• **Metinden alıntı**:

Mahkememizce 11/05/2017 tarih 2016/623 esas 2017/353 karar sayılı ilam ile; ^”Davacının davasının kabulü ile , 264.473,55 TL’nin dava tarihi olan 04.07.2016 tarihinden itibaren 3095 Sayılı Yasanın 2/2 md kapsamında avans faizi ile birlikte davalıdan tahsili ile davacıya ödenmesine” karar verildiği, davalı vekilinin istinafı üzerine dosya Ankara BAM 22. Hukuk Dairesinin 09/10/2020 tarih 2018/762 esas 2020/1234 karar sayılı ilamı ile davanın esastan reddine karar verildiği, davalı vekilinin bu kararı temyizi üzerine Yargıtay 11. Hukuk Dairesinin 25/04/2022 tarih 2020/8442 esas 2022/3376 karar sayılı ilamı ile; “Dava, yurtdışı mal alım ihalesinden kaynaklanan gümrük vergisi artış farkının ihale makamı olan davalıdan geri alınması istemine ilişkindir. Mahkemece sözleşmenin 7.1.1. maddesi gereğince davanın kabulüne karar verilmişse de, gerek dosyada alınan bilirkişi raporunda saptanan olgular gerekse sözleşmenin 15. maddesi ve İdari Şartnamenin 24. maddesi ile sözleşmenin yürürlüğü sırasında vergi yükümlülüğünden kaynaklanan artışlarda davacı yüklenicinin sorumluluğu açıkça belirtilmiştir. Davanın her iki tarafı da tacir olmakla, sözleşme özgürlüğü kapsamında karşılıklı yükümlülüklerin açıkça belirlendiği durumlarda sözleşmenin aksine bir yorumla sonuca gidilmesi mümkün değildir.
Her ne kadar mahkemece sözleşmenin 7. 1. 1. maddesinin yine sözleşmenin 15. maddesinin istisnası olduğu belirtilerek sonuca gidilmişse de, 15. maddede açıkça 7.1.1. maddesinin istisna olduğu belirtilmediği gibi, eldeki dava açısından açıkça bir düzenleme olması nedeniyle bu hükmün uygulanma olanağı bulunmamaktadır.
Bu durumda mahkemece davanın reddine karar verilmesi gerekirken davanın kabulüne karar verilmesi, Bölge Adliye Mahkemesi’nce davalı vekilinin istinaf talebinin esastan reddine karar verilmesi doğru görülmemiş, kararın bu nedenle bozulması gerekmiştir.” mahkeme kararının bozulmasına karar verilmekle mahkememizin 2022/495 esas numarasını almıştır.
25/11/2022 tarihli duruşmada bozma ilamına mahkememizce uyulmuştur.

• **Veri dökümü**:
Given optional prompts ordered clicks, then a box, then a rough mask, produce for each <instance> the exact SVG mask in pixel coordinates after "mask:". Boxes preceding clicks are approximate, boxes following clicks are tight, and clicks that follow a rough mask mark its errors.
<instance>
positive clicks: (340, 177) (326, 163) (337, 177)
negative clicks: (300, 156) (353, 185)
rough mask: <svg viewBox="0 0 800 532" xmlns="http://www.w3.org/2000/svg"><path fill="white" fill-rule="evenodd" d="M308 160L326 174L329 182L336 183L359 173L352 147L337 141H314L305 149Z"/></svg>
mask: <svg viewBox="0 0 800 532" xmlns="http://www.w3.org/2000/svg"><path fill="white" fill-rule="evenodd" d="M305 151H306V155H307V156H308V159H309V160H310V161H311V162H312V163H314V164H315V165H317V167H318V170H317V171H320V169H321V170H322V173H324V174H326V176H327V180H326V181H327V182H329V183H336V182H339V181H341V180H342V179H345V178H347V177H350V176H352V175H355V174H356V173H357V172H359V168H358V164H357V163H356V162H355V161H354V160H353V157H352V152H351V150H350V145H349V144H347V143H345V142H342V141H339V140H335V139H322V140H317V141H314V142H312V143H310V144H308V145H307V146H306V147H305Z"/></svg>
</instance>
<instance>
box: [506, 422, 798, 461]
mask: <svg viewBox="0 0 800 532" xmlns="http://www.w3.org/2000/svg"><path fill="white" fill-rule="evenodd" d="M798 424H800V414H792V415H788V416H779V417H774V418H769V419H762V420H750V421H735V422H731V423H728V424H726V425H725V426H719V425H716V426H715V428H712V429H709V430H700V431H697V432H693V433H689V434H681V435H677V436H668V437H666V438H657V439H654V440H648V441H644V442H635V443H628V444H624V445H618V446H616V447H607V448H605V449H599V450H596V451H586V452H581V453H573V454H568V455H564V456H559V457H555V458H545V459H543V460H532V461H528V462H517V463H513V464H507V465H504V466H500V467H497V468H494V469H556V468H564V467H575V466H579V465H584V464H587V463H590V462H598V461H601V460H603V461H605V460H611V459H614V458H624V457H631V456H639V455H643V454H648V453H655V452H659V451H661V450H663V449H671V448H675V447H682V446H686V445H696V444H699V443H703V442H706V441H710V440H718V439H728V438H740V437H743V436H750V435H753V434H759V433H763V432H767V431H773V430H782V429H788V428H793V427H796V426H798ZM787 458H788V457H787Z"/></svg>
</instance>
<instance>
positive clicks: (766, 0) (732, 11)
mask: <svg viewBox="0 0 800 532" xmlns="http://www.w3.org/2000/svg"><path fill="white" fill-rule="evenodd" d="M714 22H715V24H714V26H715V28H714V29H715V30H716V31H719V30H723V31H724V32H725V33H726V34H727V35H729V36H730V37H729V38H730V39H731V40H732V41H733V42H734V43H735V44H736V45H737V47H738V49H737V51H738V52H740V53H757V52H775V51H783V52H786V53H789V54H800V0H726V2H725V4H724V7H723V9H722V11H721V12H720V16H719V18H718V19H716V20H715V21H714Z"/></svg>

==

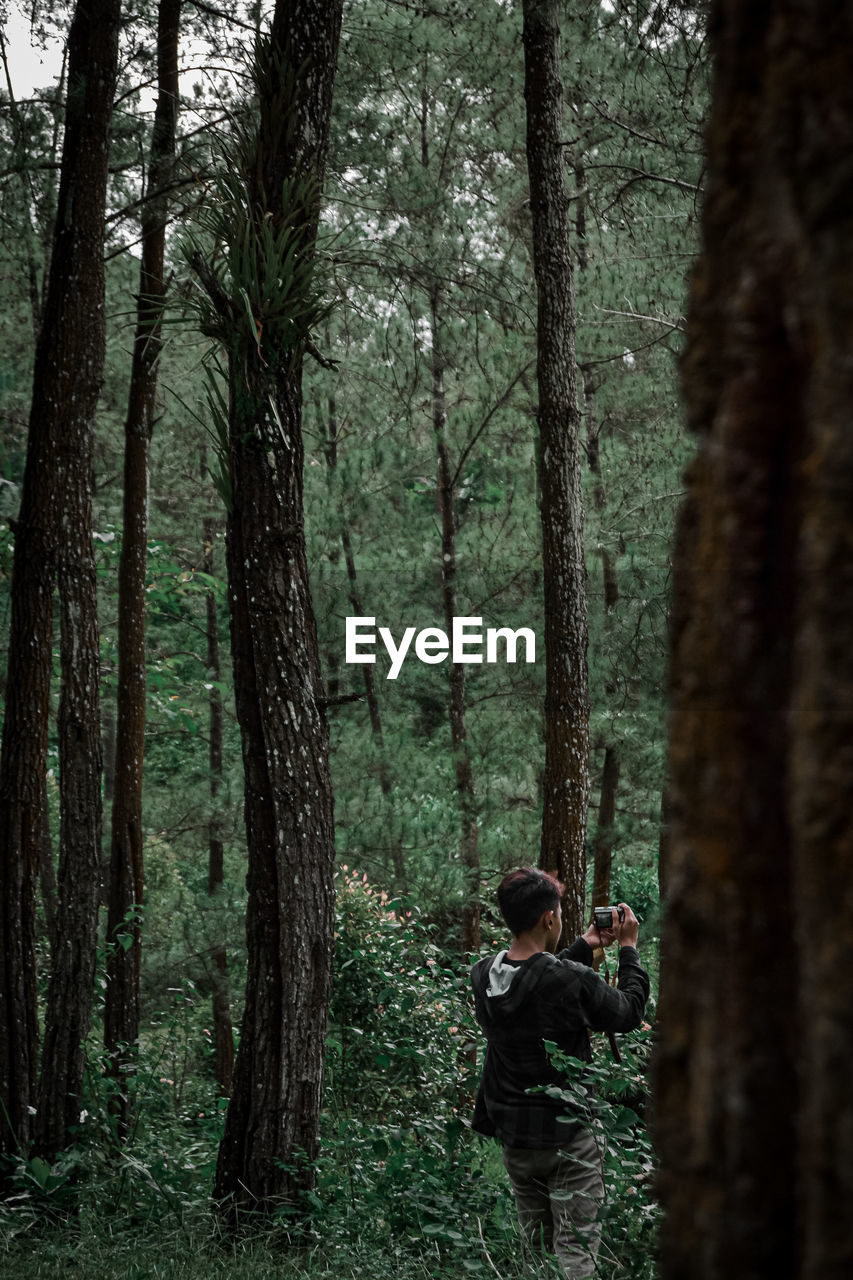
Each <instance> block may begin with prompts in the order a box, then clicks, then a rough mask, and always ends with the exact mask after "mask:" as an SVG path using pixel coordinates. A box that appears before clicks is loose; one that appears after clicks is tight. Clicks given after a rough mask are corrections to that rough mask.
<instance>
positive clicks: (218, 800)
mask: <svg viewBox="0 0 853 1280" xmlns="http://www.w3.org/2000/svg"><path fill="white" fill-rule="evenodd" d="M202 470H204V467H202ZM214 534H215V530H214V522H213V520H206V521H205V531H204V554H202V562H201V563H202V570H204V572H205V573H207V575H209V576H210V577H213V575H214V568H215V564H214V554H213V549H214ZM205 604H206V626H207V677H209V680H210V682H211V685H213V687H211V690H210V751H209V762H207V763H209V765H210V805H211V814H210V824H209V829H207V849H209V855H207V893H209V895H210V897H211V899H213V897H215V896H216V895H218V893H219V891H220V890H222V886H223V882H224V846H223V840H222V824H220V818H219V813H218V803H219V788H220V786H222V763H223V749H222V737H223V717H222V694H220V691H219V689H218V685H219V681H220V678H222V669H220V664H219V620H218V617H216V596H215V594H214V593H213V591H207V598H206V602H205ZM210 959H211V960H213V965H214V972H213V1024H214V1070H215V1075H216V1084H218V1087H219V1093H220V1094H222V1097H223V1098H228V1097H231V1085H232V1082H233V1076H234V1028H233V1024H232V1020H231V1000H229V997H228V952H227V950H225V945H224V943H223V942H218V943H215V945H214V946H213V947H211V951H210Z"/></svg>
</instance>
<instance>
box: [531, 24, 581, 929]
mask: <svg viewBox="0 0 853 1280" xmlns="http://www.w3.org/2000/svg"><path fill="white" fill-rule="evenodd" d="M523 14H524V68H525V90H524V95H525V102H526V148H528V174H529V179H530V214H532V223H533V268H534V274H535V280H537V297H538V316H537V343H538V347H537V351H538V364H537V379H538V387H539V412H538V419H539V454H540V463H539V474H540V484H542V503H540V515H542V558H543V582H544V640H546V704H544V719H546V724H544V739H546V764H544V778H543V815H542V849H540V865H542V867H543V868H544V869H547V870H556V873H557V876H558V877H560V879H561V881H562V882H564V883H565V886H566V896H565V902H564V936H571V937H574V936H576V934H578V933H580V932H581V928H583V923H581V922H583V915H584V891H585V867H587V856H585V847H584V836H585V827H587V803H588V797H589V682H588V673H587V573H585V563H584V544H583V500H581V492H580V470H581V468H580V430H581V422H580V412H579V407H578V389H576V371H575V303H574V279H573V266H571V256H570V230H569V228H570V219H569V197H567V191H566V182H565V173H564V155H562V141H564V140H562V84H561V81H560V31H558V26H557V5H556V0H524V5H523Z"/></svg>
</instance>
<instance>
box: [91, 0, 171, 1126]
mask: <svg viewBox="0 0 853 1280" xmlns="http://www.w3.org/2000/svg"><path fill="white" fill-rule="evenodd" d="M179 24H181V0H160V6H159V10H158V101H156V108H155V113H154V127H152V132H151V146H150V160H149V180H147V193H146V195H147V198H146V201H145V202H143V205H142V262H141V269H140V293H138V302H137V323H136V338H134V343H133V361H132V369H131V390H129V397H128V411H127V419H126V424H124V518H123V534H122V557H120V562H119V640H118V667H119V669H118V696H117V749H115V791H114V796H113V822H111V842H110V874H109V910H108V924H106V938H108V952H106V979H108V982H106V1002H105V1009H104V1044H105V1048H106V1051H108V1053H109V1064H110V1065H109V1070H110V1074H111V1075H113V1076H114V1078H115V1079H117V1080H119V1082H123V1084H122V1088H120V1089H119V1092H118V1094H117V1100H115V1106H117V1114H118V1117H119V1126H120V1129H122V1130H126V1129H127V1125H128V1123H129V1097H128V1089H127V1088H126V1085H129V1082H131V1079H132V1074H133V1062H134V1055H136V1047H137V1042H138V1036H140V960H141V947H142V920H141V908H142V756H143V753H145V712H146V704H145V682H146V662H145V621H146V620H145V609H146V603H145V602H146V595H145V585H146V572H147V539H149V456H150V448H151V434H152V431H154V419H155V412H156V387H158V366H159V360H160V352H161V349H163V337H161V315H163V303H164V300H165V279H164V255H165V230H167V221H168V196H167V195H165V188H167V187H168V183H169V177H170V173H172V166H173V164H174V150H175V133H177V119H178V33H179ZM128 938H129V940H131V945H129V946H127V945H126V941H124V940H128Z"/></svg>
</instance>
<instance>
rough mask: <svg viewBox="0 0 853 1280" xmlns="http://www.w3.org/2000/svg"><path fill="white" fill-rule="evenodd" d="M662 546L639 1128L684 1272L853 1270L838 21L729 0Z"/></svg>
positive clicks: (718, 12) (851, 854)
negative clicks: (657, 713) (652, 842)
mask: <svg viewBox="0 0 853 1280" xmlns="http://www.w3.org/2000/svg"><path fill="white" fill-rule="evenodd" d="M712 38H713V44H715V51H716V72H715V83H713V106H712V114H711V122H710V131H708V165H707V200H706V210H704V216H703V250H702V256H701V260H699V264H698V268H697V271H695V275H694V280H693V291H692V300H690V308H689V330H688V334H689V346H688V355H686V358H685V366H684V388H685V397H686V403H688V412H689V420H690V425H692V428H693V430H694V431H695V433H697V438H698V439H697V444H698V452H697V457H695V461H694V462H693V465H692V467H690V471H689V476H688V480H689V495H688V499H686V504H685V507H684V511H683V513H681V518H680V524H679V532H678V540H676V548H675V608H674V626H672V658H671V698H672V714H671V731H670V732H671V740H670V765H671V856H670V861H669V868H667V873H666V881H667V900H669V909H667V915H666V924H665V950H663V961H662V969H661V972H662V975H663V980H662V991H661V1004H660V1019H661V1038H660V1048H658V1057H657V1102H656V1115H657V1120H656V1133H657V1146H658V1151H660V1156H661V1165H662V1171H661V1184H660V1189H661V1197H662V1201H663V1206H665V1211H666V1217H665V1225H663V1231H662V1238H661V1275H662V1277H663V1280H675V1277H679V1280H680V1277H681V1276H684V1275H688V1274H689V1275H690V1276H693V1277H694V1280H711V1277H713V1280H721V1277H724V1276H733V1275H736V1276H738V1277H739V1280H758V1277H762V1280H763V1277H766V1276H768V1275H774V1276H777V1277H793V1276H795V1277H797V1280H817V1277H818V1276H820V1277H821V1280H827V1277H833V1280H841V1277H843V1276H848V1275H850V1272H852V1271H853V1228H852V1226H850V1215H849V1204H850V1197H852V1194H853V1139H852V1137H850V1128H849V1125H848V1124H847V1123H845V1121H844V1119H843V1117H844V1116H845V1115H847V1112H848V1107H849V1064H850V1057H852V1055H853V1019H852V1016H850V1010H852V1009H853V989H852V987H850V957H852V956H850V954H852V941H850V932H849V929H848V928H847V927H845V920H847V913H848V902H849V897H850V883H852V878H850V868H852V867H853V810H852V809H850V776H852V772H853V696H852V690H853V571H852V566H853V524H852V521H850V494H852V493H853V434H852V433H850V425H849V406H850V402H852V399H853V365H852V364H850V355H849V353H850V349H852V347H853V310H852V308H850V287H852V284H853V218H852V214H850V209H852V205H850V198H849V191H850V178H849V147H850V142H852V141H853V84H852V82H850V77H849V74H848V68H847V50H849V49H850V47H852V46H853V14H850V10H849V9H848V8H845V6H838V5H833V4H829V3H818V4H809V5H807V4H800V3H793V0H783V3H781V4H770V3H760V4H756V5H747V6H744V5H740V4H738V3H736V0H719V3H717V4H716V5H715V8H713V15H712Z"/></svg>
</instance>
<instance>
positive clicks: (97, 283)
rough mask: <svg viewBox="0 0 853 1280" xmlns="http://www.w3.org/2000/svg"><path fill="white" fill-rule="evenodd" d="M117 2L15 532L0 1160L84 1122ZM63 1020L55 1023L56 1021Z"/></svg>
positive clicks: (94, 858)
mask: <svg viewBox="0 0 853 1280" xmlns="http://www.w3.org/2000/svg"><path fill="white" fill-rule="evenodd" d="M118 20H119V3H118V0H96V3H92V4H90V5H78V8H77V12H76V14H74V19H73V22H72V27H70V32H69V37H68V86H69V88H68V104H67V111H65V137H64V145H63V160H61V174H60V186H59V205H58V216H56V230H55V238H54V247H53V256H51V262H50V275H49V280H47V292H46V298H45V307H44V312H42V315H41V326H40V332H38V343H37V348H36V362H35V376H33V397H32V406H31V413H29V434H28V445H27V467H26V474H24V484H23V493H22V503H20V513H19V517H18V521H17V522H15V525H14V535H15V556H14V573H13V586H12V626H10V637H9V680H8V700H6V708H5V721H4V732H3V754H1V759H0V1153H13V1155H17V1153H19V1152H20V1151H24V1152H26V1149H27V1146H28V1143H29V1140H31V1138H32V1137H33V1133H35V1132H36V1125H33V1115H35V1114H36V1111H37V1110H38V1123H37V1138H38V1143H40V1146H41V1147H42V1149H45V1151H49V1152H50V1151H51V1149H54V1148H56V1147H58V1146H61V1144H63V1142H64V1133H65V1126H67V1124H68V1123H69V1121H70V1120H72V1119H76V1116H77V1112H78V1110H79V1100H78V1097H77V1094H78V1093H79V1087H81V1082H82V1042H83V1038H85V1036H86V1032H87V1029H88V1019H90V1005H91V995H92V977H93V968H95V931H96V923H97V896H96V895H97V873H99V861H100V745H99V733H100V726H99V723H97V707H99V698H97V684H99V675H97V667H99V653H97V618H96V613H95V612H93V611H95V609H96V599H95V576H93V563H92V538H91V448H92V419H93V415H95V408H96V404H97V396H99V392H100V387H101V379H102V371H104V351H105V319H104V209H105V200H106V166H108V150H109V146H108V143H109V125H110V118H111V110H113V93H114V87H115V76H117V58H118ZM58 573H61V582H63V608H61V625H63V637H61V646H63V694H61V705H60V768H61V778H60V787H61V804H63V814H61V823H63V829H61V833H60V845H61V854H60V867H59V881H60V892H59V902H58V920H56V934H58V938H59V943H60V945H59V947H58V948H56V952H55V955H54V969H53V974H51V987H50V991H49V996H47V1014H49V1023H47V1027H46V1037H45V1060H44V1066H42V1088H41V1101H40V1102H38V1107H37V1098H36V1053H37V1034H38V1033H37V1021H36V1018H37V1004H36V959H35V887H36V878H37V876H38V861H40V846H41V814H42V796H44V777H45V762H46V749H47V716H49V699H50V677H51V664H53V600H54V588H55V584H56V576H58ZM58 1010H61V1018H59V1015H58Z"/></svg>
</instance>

• **Yapılacak iş**:
Mahkeme kararı metninde gün, ay ve yılıyla birlikte verilen bütün tarihleri metindeki sırasıyla listeleyin.

• **Çözüm**:
11/05/2017
04.07.2016
09/10/2020
25/04/2022
25/11/2022